Text shown:
━━━━━━━━━━━━━━━━━━━━━━━━━━━━━━

Ah, the good ole scale. Trusty fella who reminds us, on any given day, if we are a success or a failure.
I’ve often wondered, “When did we start weighing ourselves?”
The origin of people weighing themselves traces back to the 1500s. It begins with a group of Italian scientists which includes Galileo. They were arguably the world’s first ‘self-trackers.’
In order to understand themselves and life, they became obsessed with measuring nearly everything.
Over the next few centuries various scales were invented, most of them huge. Certainly not a normal household item.
When did people start critiquing their bodyweight?
The better question is, “when did doctors start suggesting what we should weigh?”
This begins in 1942 with the Metropolitan Life Insurance Company, aka “MetLife.”
MetLife set out to make as much money as possible. Using data collected from 5 million policies in the US and Canada, they created a “desirable” height and weight chart.

━━━━━━━━━━━━━━━━━━━━━━━━━━━━━━

Task prompt:
Resume the piece on the history of weighing ourselves, starting right after its last sentence about the MetLife height and weight chart.

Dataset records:
━━━━━━━━━━━━━━━━━━━━━━━━━━━━━━

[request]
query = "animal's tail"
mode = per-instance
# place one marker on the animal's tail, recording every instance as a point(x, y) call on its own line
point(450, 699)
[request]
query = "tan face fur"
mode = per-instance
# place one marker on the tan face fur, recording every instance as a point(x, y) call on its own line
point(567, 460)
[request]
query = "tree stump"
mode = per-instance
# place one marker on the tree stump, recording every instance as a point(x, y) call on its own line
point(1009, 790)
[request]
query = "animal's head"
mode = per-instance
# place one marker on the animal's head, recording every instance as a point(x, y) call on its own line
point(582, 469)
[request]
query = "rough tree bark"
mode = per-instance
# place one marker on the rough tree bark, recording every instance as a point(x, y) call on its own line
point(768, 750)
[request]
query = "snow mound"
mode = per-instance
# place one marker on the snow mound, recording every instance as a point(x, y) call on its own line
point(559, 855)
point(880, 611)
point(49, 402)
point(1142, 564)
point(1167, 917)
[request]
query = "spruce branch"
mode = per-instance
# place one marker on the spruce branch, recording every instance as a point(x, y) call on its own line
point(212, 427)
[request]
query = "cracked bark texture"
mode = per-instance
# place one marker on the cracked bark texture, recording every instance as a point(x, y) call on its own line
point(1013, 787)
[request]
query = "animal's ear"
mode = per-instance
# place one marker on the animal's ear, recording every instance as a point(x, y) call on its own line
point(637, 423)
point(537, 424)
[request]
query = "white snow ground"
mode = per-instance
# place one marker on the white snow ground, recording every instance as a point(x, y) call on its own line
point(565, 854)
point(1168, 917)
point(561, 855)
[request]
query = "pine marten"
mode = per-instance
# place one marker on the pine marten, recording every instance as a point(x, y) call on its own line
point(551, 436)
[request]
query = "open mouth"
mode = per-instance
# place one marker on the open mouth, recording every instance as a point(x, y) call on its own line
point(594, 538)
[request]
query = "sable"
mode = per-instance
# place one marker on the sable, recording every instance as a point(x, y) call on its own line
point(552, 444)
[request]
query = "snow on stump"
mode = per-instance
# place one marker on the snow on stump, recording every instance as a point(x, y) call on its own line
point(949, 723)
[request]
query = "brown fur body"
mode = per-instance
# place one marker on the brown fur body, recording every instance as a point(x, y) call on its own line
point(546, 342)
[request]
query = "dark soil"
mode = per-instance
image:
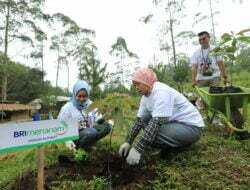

━━━━━━━━━━━━━━━━━━━━━━━━━━━━━━

Reply:
In the 1950s doctors began suggesting that their patients fall in line with the diagram produced by MetLife.
Is it possible doctors were getting some cay$h kickbacks from MetLife? This I don’t know.
In the diagram it is suggested that a 5’4” female with a medium frame should weigh between 124-138 lbs while a 5’10” male of a medium frame should fall between 151-163 lbs.
For the first time, doctors along with their patients became aware of a standard of what they should weigh.
This scale continued until the 1980s. In a decade that unveiled Diet Coke the McRib, doctors began using a different chart. A chart based on our height-to-weight ratio. You know this as body mass index or BMI.
The Modern Scale
Today, the scale has come to symbolize far more than data for your doctor or a life insurance company. The connection between a certain weight, beauty, and fitness is undeniable.
The truth is how much we weigh does matter. However, being overly concerned, day to day, about this number is unnecessary.